Below are the entries to work from; restate word for word the portion that opens with the line containing "# sample shape, e.g. [[69, 131]]" and closes with the line containing "# sample shape, e.g. [[240, 3]]", keeping both.
---------------
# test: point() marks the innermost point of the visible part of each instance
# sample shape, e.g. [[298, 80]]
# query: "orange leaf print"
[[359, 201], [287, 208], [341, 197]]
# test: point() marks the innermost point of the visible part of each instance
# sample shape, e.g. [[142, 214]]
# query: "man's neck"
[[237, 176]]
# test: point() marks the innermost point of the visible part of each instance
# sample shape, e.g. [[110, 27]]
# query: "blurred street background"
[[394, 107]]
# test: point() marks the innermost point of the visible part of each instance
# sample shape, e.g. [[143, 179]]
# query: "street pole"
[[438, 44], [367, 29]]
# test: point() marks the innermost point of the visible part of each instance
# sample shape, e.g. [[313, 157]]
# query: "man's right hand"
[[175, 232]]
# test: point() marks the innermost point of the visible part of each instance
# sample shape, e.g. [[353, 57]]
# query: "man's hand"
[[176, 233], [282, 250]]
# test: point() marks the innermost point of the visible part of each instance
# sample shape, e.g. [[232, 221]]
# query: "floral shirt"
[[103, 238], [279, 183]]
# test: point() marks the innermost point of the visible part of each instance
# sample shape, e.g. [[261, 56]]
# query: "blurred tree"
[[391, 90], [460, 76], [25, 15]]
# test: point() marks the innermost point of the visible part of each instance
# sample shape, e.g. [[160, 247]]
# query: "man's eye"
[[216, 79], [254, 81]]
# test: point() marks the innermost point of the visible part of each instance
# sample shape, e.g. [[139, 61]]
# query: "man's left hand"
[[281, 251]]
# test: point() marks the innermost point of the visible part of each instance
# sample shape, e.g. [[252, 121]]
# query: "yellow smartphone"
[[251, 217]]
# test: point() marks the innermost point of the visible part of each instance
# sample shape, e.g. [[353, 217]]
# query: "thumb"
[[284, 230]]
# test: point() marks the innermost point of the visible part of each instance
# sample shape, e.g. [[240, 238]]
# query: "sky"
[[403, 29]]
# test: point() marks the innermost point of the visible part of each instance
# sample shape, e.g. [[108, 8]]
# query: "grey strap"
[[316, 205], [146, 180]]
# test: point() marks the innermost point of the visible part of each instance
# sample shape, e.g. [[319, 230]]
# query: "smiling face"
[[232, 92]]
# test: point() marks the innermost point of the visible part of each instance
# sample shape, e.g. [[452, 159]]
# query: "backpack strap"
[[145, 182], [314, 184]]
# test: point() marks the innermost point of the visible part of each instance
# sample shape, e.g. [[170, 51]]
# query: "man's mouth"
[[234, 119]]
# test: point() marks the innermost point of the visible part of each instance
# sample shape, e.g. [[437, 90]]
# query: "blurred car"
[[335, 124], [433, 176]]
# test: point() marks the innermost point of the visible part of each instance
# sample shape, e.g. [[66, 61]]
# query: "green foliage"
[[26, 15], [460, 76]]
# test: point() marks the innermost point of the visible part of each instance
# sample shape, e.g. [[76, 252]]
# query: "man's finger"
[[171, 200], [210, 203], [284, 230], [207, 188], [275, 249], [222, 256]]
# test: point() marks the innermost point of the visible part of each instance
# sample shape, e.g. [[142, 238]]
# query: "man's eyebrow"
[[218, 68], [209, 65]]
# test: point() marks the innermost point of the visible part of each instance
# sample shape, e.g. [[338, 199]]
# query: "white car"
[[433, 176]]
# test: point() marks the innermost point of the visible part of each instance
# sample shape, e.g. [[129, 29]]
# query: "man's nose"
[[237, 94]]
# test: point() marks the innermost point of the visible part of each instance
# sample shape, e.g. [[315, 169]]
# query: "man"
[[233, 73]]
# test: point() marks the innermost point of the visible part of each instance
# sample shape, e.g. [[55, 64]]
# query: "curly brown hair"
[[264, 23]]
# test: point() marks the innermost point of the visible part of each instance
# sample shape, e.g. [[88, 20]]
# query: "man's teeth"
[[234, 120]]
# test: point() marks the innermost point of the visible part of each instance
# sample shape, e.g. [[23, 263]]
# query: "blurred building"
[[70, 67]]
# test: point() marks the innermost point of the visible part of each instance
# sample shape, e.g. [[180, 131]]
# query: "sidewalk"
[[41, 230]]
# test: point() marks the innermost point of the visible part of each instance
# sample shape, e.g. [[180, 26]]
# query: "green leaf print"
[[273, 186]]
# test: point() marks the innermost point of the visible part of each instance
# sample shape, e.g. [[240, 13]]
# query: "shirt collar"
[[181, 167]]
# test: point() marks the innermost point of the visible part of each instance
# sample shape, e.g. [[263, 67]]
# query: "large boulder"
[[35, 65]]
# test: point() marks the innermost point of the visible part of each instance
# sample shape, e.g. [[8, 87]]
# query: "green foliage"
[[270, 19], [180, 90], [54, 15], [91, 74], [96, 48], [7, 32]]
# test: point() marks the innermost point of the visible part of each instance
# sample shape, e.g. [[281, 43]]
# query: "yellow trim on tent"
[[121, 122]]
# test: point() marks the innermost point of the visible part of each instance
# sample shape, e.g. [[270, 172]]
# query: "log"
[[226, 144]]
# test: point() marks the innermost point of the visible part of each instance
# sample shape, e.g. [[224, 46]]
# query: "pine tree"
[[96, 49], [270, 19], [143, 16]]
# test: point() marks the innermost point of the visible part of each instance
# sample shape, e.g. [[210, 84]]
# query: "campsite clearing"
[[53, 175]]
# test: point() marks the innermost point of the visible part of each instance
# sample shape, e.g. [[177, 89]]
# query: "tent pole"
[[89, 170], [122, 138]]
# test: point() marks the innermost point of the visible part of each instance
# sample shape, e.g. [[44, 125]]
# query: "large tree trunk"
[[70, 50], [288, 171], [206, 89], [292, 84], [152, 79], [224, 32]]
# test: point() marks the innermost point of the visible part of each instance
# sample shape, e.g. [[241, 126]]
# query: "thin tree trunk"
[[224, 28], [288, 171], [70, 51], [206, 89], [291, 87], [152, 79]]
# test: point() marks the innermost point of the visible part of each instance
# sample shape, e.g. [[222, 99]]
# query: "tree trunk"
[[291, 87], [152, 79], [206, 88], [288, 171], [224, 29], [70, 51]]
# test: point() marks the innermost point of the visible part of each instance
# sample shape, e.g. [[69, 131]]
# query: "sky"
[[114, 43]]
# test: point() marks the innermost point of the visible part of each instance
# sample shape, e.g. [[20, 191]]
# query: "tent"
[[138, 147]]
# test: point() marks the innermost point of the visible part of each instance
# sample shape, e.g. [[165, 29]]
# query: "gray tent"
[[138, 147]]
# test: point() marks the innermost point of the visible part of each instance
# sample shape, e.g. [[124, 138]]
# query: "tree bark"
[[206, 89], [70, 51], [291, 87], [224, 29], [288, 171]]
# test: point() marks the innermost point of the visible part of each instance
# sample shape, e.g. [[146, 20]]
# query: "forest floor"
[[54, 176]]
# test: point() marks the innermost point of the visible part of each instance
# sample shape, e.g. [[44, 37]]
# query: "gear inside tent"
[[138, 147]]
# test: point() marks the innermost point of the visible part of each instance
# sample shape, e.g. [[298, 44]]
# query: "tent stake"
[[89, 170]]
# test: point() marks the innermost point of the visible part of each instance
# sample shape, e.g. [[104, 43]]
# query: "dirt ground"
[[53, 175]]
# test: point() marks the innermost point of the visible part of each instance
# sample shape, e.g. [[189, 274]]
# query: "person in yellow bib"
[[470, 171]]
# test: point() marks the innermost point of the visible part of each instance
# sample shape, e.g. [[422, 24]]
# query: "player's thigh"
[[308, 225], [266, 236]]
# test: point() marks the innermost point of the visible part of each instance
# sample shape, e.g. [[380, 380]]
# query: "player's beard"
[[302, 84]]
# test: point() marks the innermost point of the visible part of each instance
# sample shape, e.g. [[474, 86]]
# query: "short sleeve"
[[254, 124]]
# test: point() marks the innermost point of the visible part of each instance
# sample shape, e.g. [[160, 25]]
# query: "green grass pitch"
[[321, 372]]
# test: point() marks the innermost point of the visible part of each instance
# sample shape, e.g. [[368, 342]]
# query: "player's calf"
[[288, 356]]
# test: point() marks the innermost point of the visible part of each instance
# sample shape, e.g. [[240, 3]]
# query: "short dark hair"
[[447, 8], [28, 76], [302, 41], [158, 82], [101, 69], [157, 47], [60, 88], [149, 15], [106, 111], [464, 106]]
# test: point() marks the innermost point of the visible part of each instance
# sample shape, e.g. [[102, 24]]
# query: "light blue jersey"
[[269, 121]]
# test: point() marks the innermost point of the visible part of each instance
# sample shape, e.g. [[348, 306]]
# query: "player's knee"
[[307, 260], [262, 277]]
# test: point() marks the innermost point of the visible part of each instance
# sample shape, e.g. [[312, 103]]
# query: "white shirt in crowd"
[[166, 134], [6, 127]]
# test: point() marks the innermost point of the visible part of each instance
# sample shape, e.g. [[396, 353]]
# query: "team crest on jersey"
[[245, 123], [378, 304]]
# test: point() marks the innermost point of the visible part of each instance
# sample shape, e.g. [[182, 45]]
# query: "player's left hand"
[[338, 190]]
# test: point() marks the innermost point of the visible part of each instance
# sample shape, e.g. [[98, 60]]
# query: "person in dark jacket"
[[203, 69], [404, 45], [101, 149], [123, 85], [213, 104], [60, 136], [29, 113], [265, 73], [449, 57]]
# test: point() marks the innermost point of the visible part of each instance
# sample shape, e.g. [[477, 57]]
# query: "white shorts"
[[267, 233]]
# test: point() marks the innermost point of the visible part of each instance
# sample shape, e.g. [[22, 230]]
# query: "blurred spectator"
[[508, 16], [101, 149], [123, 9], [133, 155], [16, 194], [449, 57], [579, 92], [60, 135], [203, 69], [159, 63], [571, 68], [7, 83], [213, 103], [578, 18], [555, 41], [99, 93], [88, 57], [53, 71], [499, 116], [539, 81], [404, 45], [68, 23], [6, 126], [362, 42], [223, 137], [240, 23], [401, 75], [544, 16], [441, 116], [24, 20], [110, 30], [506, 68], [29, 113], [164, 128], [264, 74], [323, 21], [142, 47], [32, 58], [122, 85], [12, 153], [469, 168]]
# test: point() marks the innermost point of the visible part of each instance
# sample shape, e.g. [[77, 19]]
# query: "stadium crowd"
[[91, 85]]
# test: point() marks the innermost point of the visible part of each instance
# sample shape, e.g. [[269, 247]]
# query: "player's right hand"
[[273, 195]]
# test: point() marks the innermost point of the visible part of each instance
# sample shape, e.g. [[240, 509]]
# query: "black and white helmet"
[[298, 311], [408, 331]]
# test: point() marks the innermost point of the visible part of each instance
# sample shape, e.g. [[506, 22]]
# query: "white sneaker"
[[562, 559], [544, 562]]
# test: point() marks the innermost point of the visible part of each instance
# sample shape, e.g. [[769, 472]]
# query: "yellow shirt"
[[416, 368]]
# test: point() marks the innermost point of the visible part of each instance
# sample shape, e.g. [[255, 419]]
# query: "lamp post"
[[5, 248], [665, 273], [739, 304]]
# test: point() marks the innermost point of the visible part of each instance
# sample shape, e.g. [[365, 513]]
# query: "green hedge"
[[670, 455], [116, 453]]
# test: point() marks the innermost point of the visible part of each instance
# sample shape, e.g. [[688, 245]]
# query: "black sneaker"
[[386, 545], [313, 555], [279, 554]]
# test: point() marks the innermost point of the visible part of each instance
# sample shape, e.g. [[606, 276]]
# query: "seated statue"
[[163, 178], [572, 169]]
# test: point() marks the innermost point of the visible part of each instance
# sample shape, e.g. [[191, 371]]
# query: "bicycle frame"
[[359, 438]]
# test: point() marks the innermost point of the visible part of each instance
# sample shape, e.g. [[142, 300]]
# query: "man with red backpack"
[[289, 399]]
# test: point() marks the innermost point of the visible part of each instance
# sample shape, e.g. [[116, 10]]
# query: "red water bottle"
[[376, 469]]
---------------
**Your response**
# sample shape, e.g. [[69, 131]]
# query: "sky"
[[114, 43]]
# test: point() marks the innermost point of the visible part of each instance
# sample shape, e.g. [[20, 191]]
# query: "tent"
[[138, 147]]
# test: point() marks the innermost point of the visible part of each instance
# sample shape, e.g. [[165, 29]]
# query: "gray tent"
[[138, 147]]
# test: point() marks the innermost point of the visible part of each instance
# sample shape, e.g. [[124, 138]]
# query: "tree bark"
[[206, 89], [70, 51], [291, 87], [224, 29], [288, 171]]
# test: point() marks the innermost point of the visible part of each instance
# sample shape, e.g. [[146, 20]]
# query: "forest floor"
[[54, 176]]
# test: point() marks the innermost point of the visible part of each instance
# sample shape, e.g. [[44, 37]]
# query: "gear inside tent"
[[138, 147]]
# test: point() marks the innermost point of the visible part of each instance
# sample shape, e.g. [[298, 44]]
# query: "tent stake"
[[89, 170]]
# test: point() marks the innermost point of the visible part of each instance
# sample shape, e.g. [[104, 43]]
# query: "dirt ground"
[[53, 175]]
# test: point() marks the innermost point of the visible part of each instance
# sample shape, e.g. [[189, 274]]
# query: "person in yellow bib"
[[470, 171]]
# test: point() marks the innermost point of the visible part of each instance
# sample shape, e.g. [[422, 24]]
# query: "player's thigh"
[[308, 225], [266, 236]]
# test: point() marks the innermost point of the visible part of each instance
# sample shape, e.g. [[380, 380]]
# query: "player's beard"
[[302, 84]]
# test: point() marks the innermost point of the visible part of each instance
# sample shape, e.g. [[474, 86]]
# query: "short sleeve"
[[254, 124]]
# test: point() marks the innermost point of the visible part of each instance
# sample shape, e.g. [[160, 25]]
# query: "green grass pitch"
[[321, 372]]
# test: point() marks the innermost point of the visible part of each instance
# sample shape, e.g. [[368, 342]]
# query: "player's calf"
[[288, 356]]
# test: point() marks the innermost point of the visible part of each instance
# sample shape, e.g. [[240, 3]]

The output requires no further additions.